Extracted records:

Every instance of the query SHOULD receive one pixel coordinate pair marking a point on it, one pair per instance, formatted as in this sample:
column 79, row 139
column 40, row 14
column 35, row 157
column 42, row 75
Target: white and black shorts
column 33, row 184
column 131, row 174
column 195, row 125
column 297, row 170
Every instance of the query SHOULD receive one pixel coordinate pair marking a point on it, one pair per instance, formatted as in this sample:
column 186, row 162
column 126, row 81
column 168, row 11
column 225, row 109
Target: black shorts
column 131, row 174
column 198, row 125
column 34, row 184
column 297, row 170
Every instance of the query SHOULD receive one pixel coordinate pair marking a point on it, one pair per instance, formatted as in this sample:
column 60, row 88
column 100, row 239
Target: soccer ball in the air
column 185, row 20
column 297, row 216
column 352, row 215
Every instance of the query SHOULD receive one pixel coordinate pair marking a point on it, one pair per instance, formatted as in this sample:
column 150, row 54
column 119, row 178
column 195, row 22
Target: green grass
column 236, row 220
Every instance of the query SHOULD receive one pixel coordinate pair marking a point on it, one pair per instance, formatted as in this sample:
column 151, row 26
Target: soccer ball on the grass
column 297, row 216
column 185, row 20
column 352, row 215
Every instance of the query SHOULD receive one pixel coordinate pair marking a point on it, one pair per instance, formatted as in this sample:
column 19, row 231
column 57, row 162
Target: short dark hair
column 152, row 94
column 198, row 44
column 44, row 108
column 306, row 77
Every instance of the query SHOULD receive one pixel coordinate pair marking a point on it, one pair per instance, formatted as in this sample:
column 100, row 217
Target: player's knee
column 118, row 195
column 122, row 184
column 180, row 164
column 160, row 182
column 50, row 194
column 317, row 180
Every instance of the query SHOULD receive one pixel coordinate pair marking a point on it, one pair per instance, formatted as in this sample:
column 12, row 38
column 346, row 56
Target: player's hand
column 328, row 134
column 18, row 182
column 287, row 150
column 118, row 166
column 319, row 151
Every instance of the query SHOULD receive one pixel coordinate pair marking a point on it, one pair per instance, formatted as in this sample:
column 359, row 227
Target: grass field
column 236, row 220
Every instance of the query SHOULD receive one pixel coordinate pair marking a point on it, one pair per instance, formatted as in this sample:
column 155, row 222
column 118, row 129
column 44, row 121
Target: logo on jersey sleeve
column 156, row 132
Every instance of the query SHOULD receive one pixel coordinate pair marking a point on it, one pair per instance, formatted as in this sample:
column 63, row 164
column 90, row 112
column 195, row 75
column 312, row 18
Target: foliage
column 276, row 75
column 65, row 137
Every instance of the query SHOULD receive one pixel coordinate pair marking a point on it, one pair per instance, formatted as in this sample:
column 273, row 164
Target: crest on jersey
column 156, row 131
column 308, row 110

▶ _THE TASK_
The data are to be transcribed in full, exactly as given.

▶ _SOLVED PROBLEM_
Every instance of the query SHOULD receive one pixel coordinate pair marking a point on it, one pair per instance, formatted as in this sample:
column 79, row 139
column 40, row 14
column 35, row 157
column 42, row 75
Target: white and black shorts
column 33, row 184
column 131, row 174
column 195, row 125
column 297, row 170
Every instance of the query SHOULD receive one pixel coordinate pair marking a point on it, one pair per instance, formatted as in this sample:
column 186, row 162
column 126, row 81
column 168, row 11
column 225, row 109
Target: black shorts
column 131, row 174
column 198, row 125
column 34, row 184
column 297, row 170
Every instance of the query SHOULD receive one pixel coordinate pair marking a point on it, one pair per instance, formatted as in this sample:
column 60, row 88
column 100, row 239
Target: soccer ball in the air
column 185, row 20
column 297, row 216
column 352, row 215
Every instance of the query SHOULD receive one pixel coordinate pair marking a point on it, one pair per instance, formatted as in this sample:
column 150, row 54
column 119, row 178
column 195, row 22
Target: green grass
column 236, row 220
Every instance of the query SHOULD receive one pixel coordinate pair marking a point on it, one pair per instance, formatted as in this sample:
column 151, row 26
Target: soccer ball on the grass
column 297, row 216
column 185, row 20
column 352, row 215
Every instance of the query SHOULD receive one pixel coordinate pair marking a point on it, one pair per instance, formatted as in this sample:
column 19, row 231
column 57, row 162
Target: short dark hair
column 152, row 94
column 198, row 44
column 44, row 108
column 306, row 77
Every instance of the query SHOULD receive one pixel coordinate pair marking a point on it, one pair per instance, formatted as in this sample:
column 100, row 217
Target: player's knee
column 118, row 195
column 122, row 184
column 180, row 164
column 160, row 182
column 50, row 194
column 317, row 180
Every instance of the query SHOULD receive one pixel coordinate pair marking a point on it, one pair per instance, formatted as in this sample:
column 12, row 38
column 346, row 56
Target: player's hand
column 328, row 134
column 18, row 182
column 287, row 150
column 118, row 166
column 319, row 151
Every instance of the query SHOULD receive one pixel coordinate pair marking a point on it, one pair per instance, formatted as in this sample:
column 359, row 227
Target: grass field
column 236, row 220
Every instance of the query SHOULD receive one pixel coordinate pair marking a point on it, one pair per instance, formatted as in this sample:
column 155, row 222
column 118, row 129
column 44, row 121
Target: logo on jersey sleeve
column 156, row 132
Every instance of the query SHOULD receive one pixel coordinate pair marking a point on it, one pair per instance, formatted as in this sample:
column 63, row 164
column 90, row 112
column 195, row 75
column 312, row 18
Target: foliage
column 276, row 75
column 65, row 137
Every instance of the query SHOULD receive one pixel coordinate pair marking a point on it, one pair per instance, formatted as in this sample:
column 273, row 164
Target: crest on jersey
column 156, row 131
column 308, row 110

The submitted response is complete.